(Selected excerpt):
☆ ☆ ☆ ☆

In the 1970s, Mr. Esch pioneered the business of licensing computer software as the base for commercial computer applications. He participated in the design and creation of the first real-time transaction processing platform running on mainframe IBM computers. This revolutionary software provided an easy path to delivering on-line applications. The software branded as ‘TAPS’; allowed traditional programmers to transport their batch software programs beyond time-sharing to real-time, transaction based systems operating on the IBM telecommunications platforms IMS and CICS. Mr. Esch then revolutionized the software licensing business by marketing the TAPS platform to other software companies – allowing them to integrate TAPS into their batch software products and deliver their new software packages in real-time environments. Ultimately, nineteen of the twenty-five largest software companies licensed that technology; and the TAPS software became one of the most widely installed mainframe products in history.
In the 1980’s, Mr. Esch was part of an international team that launched one of the first information superhighways. Under the brand name Nabu Network; the network used Offset-QPSK to deliver a T1 digital signal over satellite to cable television head-ends. The signal was then inserted in the side-band of an unusable television channel and the signal was delivered to tens of thousands of homes in the United States and Canada. In the home, the first broadband cable modem connected the T1 signal to a personal computer that was the fore-runner of the MSX PC. Over 1,000 families received continuously updated news, community information, educational materials, lifestyle programming, and games.
In the mid-1980s, Mr. Esch partnered with British Telecom to create computer software that created television-like content. These Digital Studios created local news and advertisements; that were used at television stations. Because the software could be used on Personal Computers; this new affordable Digital Studio became the first creation tool widely deployed by the cable television industry. At the cable operator’s headend, an unattended personal computer ran a real-time operating system on top of DOS; to continuously receive content from the Digital Studio and display the content using NTSC television grade signals. A number of cable Multiple System Operators partnered with Arthur Esch and Tom Wheeler to create NuCable and NuStar. These organizations widely distributed computer systems, branded as ‘CACS’, to individual cable systems; to create Local Origination television content. The industry ultimately focused on classified advertising as the primary use of the systems; often partnering with local newspapers and radio stations to sell the advertising. Ultimately, this new ‘CACS” based industry exceeded $1 Billion in revenue. Some of these cable systems were networked by NuCable to form regional classified advertising networks. In the NuStar joint venture; advertisements were delivered using nation-wide satellite systems.

☆ ☆ ☆ ☆

(Exercise data):
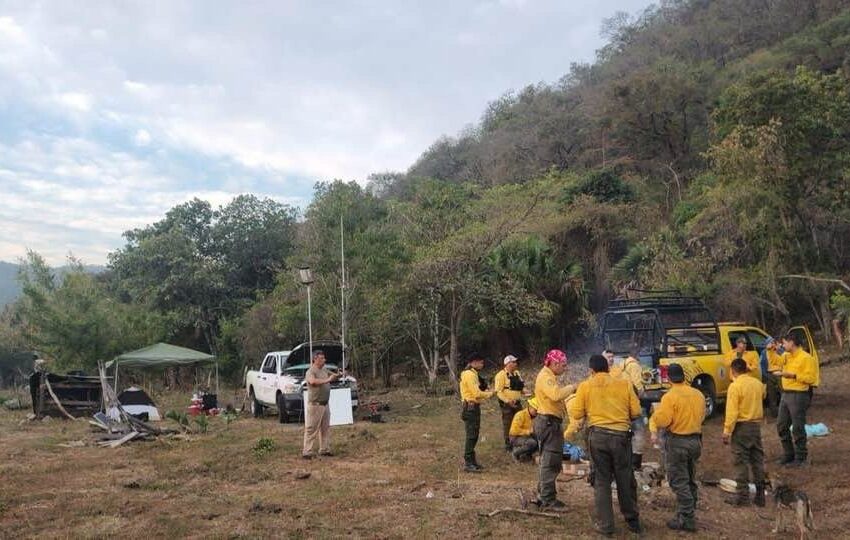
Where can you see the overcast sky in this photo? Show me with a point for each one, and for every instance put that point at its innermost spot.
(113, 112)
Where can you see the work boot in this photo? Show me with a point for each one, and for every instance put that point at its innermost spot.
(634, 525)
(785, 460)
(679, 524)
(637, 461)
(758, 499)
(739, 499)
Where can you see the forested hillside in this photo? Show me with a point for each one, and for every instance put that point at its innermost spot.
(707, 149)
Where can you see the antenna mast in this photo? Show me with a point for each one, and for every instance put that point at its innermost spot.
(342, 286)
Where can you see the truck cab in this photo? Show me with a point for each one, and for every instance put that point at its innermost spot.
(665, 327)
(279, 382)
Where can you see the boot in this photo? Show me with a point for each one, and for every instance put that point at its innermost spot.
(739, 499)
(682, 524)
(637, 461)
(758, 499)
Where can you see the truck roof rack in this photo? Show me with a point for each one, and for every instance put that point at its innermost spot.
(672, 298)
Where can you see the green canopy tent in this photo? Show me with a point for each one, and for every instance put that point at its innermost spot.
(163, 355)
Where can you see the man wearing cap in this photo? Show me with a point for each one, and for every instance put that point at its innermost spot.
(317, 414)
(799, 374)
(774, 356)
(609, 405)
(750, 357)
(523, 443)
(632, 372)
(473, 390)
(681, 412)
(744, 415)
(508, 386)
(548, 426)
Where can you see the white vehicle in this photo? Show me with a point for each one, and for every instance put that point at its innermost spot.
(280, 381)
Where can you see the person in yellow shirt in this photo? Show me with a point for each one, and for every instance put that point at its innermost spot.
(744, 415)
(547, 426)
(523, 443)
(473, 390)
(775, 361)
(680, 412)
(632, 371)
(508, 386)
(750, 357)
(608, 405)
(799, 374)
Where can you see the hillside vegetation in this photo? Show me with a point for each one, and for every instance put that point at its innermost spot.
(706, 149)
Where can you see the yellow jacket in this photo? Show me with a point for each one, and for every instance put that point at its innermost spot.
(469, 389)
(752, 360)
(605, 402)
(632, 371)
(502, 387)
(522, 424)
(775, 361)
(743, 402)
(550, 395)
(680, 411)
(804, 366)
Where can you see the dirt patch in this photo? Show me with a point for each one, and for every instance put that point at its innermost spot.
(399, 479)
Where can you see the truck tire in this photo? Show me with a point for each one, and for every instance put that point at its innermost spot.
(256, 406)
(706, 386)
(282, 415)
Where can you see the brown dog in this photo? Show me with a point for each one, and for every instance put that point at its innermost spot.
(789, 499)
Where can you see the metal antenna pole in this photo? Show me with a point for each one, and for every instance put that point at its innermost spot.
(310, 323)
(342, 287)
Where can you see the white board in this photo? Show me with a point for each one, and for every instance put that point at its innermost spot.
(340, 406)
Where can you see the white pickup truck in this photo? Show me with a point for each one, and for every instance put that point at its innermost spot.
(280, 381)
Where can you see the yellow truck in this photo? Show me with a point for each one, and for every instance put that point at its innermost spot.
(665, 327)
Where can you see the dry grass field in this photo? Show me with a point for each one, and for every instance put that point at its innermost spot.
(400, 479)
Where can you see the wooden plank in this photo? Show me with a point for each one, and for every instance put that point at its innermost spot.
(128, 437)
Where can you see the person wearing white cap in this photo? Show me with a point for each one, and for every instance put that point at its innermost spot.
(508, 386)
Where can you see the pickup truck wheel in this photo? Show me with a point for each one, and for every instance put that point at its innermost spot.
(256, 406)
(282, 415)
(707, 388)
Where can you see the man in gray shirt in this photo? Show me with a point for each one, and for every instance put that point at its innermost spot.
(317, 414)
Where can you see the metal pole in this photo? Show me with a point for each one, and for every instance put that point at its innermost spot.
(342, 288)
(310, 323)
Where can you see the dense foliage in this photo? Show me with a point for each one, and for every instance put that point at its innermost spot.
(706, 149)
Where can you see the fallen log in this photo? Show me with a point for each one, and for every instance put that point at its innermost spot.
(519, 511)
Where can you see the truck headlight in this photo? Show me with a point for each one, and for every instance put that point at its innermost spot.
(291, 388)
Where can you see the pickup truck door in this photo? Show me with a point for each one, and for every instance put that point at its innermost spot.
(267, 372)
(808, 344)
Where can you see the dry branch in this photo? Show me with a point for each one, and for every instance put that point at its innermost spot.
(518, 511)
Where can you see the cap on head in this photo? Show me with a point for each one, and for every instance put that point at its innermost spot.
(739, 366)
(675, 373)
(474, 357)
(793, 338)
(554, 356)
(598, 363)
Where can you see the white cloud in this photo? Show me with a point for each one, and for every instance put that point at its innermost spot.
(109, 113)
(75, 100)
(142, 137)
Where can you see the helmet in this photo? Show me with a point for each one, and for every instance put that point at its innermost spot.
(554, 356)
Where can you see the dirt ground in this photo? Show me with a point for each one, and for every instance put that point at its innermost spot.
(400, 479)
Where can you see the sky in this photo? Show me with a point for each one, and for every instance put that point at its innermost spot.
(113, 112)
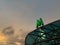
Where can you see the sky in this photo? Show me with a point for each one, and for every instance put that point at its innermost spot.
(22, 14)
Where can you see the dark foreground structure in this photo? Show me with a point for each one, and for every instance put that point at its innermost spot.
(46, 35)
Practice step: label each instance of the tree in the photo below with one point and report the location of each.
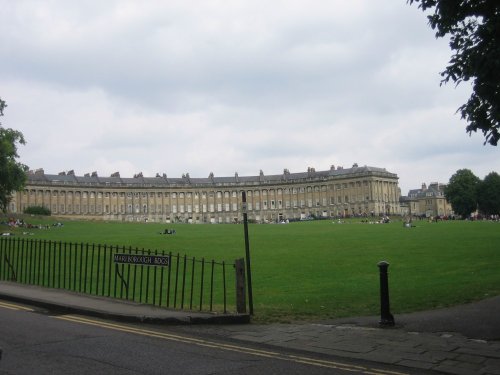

☆ ☆ ☆ ☆

(Goal 1): Count the lines in the entries that contain the string "shirt", treating uppercase and lowercase as different. Reply with the number only.
(Goal 2): Extend the passage on Mr. Esch's work in software and cable television, starting after its final sentence.

(Written answer 1): 2

(Written answer 2):
In the 1990s, Mr. Esch created the concept; designed the architecture; and was a partner in building the first digital television network, ‘NBC Desktop News’. The joint venture was branded ‘NBC Desktop News’; and delivered professional, personalized business news directly to desktop PCs using traditional telephone land lines. Each subscriber specified a series of custom requirements and the network delivered a customized news broadcast to the subscriber’s Personal Computer. The content consisted of pictures, graphics, text, animations, and audio to form a television-like experience. That service was integrated into MS/NBC.
In the new millennium, Arthur Esch launched two of the largest Internet based multimedia magazines – eAristotle and Practical Ministry Innovations. Both magazines reached over 100,000 Internet subscribers. After licensing those magazines to Travelmole, Mr. Esch focuses on micro publishing to very small targeted audiences. While Internet based systems delivering total personalization require vast amounts of capital and maintenance; micro-publishing is affordable even for small organizations.